Exercise = Copy the Magic Faraway Tree article below word for word, from its first line to its last.
** Opening Provided passage block **
Emma John 

‘What’s under my saucepans? Rage!’ Claire Foy, Andrew Garfield and cast on the set of The Magic Faraway Tree

The trippy film of Enid Blyton’s much loved novels has been 20 years in the making. We catch up with its adult and child stars – inside a giant cake as disco-dancing elves rollerskate past
  
  

Foy and Garfield on The Magic Faraway Tree set.
Ready for a spaghetti fight … Foy and Garfield on The Magic Faraway Tree set. Photograph: Parisa Taghizadeh

Anyone who read Enid Blyton’s Faraway Tree novels as a child has imagined themselves roving through their magical landscapes. Most of us had a favourite, be it the Land of Wizards, or Nursery Rhymes, or Do-As-You-Please. Thirteen-year-old Billie Gadsdon, about to star in the highly anticipated film adaptation, The Magic Faraway Tree, particularly loves the Land of Goodies – but that’s because when she was last there, everything around her was made of sweets.
** Closing Provided passage block **
** Opening Available data block **
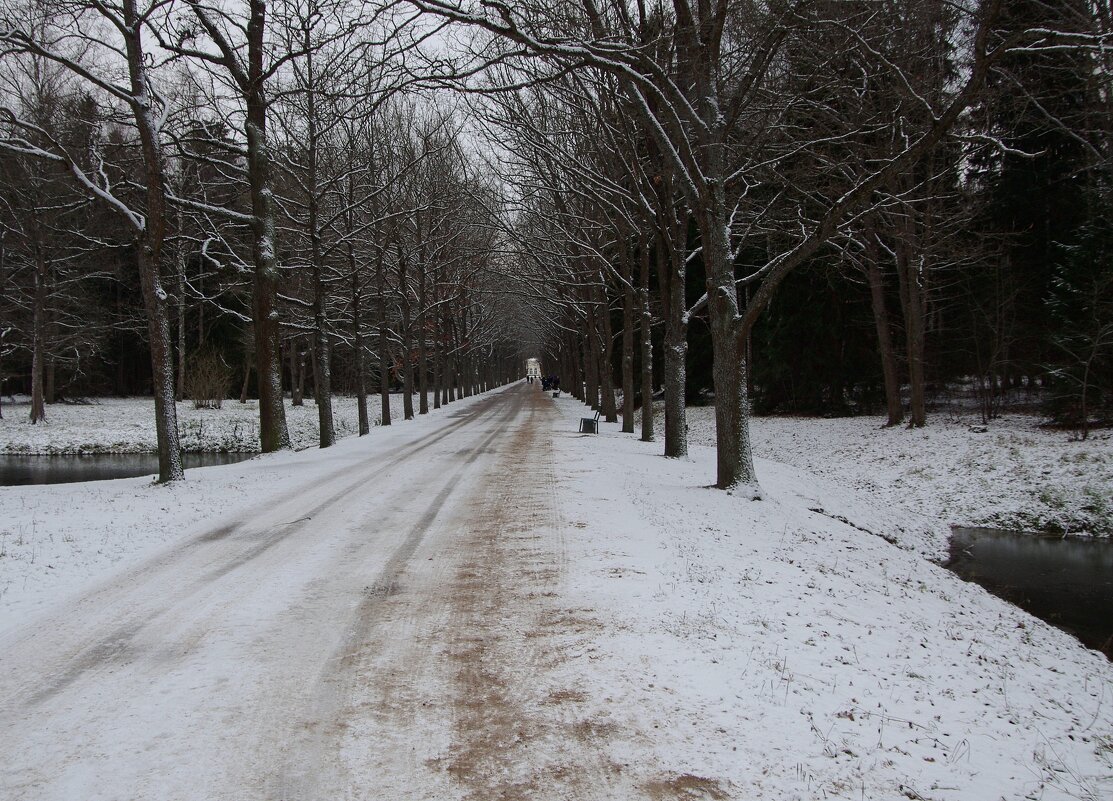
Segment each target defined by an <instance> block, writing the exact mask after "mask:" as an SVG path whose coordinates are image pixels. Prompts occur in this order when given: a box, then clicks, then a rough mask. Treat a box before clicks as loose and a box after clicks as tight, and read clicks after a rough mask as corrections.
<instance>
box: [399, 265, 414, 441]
** Closing Available data block **
Written answer =
Emma John 

‘What’s under my saucepans? Rage!’ Claire Foy, Andrew Garfield and cast on the set of The Magic Faraway Tree

The trippy film of Enid Blyton’s much loved novels has been 20 years in the making. We catch up with its adult and child stars – inside a giant cake as disco-dancing elves rollerskate past
  
  

Foy and Garfield on The Magic Faraway Tree set.
Ready for a spaghetti fight … Foy and Garfield on The Magic Faraway Tree set. Photograph: Parisa Taghizadeh

Anyone who read Enid Blyton’s Faraway Tree novels as a child has imagined themselves roving through their magical landscapes. Most of us had a favourite, be it the Land of Wizards, or Nursery Rhymes, or Do-As-You-Please. Thirteen-year-old Billie Gadsdon, about to star in the highly anticipated film adaptation, The Magic Faraway Tree, particularly loves the Land of Goodies – but that’s because when she was last there, everything around her was made of sweets.